Items from a dataset:

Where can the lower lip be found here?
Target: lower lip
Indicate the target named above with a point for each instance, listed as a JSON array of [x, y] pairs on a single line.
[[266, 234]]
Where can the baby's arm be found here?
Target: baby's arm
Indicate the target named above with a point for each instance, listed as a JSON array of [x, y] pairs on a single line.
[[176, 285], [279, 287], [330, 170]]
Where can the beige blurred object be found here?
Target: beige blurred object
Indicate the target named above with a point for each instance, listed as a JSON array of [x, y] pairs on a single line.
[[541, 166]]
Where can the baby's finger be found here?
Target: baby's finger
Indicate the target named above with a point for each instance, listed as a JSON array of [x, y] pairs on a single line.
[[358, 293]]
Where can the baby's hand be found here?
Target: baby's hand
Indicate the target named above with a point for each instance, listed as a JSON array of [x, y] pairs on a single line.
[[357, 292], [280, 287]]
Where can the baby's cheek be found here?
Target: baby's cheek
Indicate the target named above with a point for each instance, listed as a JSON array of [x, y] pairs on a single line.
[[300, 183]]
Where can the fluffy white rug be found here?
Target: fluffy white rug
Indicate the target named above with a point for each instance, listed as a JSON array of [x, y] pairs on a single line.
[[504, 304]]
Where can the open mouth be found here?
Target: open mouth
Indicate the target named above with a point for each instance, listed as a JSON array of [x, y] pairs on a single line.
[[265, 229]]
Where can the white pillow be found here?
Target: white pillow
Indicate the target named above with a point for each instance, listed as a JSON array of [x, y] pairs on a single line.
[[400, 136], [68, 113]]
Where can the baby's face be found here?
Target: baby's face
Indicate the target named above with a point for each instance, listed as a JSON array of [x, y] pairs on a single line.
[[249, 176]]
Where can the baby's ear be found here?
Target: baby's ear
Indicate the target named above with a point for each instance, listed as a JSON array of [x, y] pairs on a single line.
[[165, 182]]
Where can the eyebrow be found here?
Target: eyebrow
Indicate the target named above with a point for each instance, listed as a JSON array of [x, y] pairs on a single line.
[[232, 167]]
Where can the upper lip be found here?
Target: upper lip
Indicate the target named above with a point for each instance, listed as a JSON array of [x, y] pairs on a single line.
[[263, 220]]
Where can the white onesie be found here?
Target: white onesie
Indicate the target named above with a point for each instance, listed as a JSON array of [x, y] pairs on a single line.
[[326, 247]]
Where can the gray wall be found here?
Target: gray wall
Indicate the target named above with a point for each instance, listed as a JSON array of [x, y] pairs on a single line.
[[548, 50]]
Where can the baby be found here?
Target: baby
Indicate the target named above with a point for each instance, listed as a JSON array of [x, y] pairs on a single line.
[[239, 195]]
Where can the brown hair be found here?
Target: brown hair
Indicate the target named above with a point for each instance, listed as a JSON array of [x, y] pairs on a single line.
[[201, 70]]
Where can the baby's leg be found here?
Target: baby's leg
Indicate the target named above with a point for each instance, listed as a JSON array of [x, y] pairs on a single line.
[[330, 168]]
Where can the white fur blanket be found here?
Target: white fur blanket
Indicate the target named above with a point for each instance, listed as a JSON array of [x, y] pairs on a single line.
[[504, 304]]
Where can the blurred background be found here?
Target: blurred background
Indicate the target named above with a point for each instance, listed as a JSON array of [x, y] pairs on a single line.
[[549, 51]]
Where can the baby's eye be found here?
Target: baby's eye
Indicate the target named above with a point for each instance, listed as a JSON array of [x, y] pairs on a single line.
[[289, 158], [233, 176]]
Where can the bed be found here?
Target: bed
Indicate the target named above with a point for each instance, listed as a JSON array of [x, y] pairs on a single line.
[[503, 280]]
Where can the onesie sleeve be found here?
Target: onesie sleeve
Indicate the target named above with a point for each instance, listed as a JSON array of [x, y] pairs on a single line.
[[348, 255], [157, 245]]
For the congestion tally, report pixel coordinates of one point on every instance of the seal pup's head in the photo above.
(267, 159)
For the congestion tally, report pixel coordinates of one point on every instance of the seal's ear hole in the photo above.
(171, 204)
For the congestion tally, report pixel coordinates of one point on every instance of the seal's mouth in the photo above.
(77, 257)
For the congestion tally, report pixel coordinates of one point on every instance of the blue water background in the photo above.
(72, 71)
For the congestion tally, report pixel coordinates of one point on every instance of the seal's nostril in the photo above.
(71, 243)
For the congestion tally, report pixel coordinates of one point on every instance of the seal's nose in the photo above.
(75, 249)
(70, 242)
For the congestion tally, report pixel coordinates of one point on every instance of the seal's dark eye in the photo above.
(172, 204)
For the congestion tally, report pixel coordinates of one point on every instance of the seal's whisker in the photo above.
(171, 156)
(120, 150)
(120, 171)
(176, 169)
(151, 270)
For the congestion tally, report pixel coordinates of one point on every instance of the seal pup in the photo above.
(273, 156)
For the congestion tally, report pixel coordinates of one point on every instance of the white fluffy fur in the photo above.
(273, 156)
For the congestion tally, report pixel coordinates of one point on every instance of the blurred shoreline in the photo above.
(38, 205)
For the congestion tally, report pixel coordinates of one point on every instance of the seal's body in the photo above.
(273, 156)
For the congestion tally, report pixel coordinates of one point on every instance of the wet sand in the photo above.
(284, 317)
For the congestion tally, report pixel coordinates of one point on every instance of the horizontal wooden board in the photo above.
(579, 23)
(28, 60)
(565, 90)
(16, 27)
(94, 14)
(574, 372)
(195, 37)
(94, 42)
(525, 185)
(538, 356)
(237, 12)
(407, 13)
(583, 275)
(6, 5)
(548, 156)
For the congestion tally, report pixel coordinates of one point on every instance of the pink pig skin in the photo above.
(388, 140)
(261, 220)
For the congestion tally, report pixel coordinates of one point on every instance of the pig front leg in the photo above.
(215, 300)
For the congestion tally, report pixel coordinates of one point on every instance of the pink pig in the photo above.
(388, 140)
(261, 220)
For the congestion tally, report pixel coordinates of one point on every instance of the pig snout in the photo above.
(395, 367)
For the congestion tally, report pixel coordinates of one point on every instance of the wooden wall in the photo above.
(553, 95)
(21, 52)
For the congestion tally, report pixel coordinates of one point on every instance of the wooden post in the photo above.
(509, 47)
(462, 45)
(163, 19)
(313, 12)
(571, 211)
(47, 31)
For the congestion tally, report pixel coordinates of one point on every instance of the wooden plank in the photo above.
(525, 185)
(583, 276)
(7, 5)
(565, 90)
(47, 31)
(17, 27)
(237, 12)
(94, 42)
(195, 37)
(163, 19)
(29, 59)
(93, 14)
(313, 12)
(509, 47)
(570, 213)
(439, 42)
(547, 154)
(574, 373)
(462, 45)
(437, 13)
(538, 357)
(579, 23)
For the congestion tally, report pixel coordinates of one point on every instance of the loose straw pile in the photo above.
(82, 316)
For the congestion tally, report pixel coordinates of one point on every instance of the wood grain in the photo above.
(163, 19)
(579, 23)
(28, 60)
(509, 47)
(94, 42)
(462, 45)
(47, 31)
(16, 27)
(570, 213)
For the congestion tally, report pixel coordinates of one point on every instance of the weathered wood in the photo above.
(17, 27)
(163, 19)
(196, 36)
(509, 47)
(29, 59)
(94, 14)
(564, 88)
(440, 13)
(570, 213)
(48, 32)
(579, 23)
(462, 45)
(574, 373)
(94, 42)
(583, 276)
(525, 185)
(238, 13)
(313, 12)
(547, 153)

◆ What to produce:
Note every line of the records that holds the word "face", and copy it.

◆ Expected output:
Where can the baby's face be found here?
Target: baby's face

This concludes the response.